#### [WHAT IS EXPECTED]
All of the entries below are to be repeated word for word.

Dataset entries:
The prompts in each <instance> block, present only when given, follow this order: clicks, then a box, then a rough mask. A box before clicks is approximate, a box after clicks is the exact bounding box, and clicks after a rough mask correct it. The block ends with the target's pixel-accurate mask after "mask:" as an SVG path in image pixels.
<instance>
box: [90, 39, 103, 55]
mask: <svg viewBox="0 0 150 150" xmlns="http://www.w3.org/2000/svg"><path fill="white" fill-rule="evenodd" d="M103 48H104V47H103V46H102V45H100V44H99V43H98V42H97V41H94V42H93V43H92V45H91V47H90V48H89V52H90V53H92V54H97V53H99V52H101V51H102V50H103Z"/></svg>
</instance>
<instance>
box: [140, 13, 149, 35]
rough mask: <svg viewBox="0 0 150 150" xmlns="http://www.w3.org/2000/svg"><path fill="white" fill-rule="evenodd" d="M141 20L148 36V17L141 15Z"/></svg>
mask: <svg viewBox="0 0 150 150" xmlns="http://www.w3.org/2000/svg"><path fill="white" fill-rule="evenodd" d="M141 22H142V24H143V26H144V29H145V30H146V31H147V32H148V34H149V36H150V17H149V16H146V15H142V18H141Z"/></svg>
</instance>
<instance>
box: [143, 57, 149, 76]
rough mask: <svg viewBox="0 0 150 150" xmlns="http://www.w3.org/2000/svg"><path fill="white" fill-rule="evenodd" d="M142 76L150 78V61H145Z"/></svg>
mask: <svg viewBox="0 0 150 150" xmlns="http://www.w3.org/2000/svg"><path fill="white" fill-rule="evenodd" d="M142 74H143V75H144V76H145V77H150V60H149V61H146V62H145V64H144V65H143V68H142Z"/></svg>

#### [EXERCISE OUTPUT]
The prompts in each <instance> block, present only when given, follow this order: clicks, then a box, then a rough mask. A box before clicks is approximate, a box after clicks is the exact bounding box, and clicks after a rough mask correct it. The block ends with the target's pixel-accurate mask after "mask:" as an SVG path in image pixels.
<instance>
box: [90, 39, 103, 55]
mask: <svg viewBox="0 0 150 150" xmlns="http://www.w3.org/2000/svg"><path fill="white" fill-rule="evenodd" d="M103 48H104V47H103V46H102V45H100V44H99V43H98V42H97V41H94V42H93V43H92V45H91V47H90V48H89V52H90V53H92V54H97V53H99V52H101V51H102V50H103Z"/></svg>
</instance>
<instance>
box: [140, 13, 149, 35]
rough mask: <svg viewBox="0 0 150 150" xmlns="http://www.w3.org/2000/svg"><path fill="white" fill-rule="evenodd" d="M141 20L148 36V17L141 15Z"/></svg>
mask: <svg viewBox="0 0 150 150" xmlns="http://www.w3.org/2000/svg"><path fill="white" fill-rule="evenodd" d="M141 22H142V24H143V26H144V29H145V30H146V31H147V32H148V34H149V36H150V17H149V16H146V15H142V18H141Z"/></svg>
</instance>
<instance>
box: [143, 57, 149, 76]
rough mask: <svg viewBox="0 0 150 150" xmlns="http://www.w3.org/2000/svg"><path fill="white" fill-rule="evenodd" d="M142 76L150 78V61H145Z"/></svg>
mask: <svg viewBox="0 0 150 150" xmlns="http://www.w3.org/2000/svg"><path fill="white" fill-rule="evenodd" d="M142 74H143V75H144V76H145V77H150V60H149V61H146V62H145V64H144V65H143V68H142Z"/></svg>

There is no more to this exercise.